>> BEGIN

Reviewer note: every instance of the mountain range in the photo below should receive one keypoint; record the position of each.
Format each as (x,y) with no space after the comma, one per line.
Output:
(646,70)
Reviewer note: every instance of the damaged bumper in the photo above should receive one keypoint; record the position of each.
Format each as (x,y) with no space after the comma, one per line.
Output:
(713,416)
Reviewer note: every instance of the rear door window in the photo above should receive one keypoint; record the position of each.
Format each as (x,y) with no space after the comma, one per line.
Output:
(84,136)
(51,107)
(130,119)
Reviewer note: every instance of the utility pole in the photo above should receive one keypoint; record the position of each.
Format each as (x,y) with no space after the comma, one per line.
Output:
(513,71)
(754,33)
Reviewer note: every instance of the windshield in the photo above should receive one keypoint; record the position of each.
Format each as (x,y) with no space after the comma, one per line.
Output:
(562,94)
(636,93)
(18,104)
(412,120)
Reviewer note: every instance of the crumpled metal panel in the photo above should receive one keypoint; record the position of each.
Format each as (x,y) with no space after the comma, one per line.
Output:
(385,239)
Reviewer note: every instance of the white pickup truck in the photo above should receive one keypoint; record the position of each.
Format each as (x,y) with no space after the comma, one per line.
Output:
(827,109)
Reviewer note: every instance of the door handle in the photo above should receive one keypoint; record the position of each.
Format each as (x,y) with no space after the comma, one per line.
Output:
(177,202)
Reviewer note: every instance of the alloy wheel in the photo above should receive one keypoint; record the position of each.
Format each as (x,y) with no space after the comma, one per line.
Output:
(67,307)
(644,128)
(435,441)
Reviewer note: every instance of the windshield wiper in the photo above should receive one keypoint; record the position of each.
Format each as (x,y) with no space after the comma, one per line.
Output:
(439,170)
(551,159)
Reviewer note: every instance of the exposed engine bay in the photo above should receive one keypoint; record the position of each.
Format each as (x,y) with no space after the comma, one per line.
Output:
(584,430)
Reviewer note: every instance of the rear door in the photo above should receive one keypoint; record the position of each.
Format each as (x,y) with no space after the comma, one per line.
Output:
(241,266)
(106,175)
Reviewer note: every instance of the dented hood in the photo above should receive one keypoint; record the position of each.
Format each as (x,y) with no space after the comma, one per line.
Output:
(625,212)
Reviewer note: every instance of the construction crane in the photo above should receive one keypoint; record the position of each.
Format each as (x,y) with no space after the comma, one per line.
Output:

>> END

* _WRITTEN TASK_
Transcribe every entry exactly, omitting nothing.

* _FULL SOLUTION_
Reviewer note: every instance of the mountain range in the photo below should receive one keypoint; record the position of each.
Format each as (x,y) with no space after the comma, one per line.
Output:
(646,70)
Reviewer note: every instance of the damaged bumper in the photo above should receive one keypoint; record the position of each.
Format each as (x,y) with no space after the comma, one per line.
Output:
(713,416)
Reviewer note: every instance of the rear door window in the photo above should receive one keypoint; record the position of each.
Format each as (x,y) with no space after the comma, one per line.
Output:
(84,136)
(51,107)
(130,119)
Reviewer note: every instance of the utility pole in the photo above should receive one keypoint; record the position of each.
Format each as (x,y) with no space after the comma, one per line.
Output:
(513,71)
(754,33)
Reviewer note: every instance of the windshield in the photo above should receive one keypoint; record the position of each.
Format each as (x,y) with no space after the comma, one per line.
Output:
(562,94)
(636,93)
(18,104)
(412,120)
Reviewer note: every instance of the crumpled metal panel in the photo above should receive one keypoint; record the position of each.
Format each as (x,y) with no space after the comma, one per line.
Output:
(385,239)
Reviewer note: every instance of the white pickup truck in the photo above should receive one keypoint; record the position of each.
Format each as (x,y) with no space after the comma, one per line.
Output:
(827,109)
Reviewer note: every instance of the door handle in the photo above should receive one keypoint; record the position of each.
Format each as (x,y) with no space after the comma, one per line.
Output:
(177,202)
Reviewer note: every instance of the alloy wheel in the photo above should receive one keypoint; record the position of each.
Format each as (x,y) with no space after the comma, one per line.
Output:
(67,307)
(644,128)
(435,441)
Reviewer note: every instance of the windshield wiper in the photo above should receive one keypoint; record the position of each.
Format each as (x,y) with no space after the comma, one per line.
Output:
(439,170)
(551,159)
Reviewer note: every instance of the exposed engine bay in the photo above should receive one keypoint; record the position of each.
Format each as (x,y) with no space after the comma, one per line.
Output:
(584,430)
Reviewer note: every instance of the rear door in the photo above should receive one keypoint; record the position of each.
Format each as (x,y) with no space after the comma, one per line.
Output:
(241,266)
(106,175)
Reviewer note: every instance of the dented hood in the photo above should receive one keypoint; record the position of each.
Format each as (x,y) with no space after the comma, one per line.
Output:
(625,212)
Reviewer note: every instance of the construction crane in the photo above should receive one keypoint; record the position of each.
Format each as (x,y) with no space after the comma, one per line.
Output:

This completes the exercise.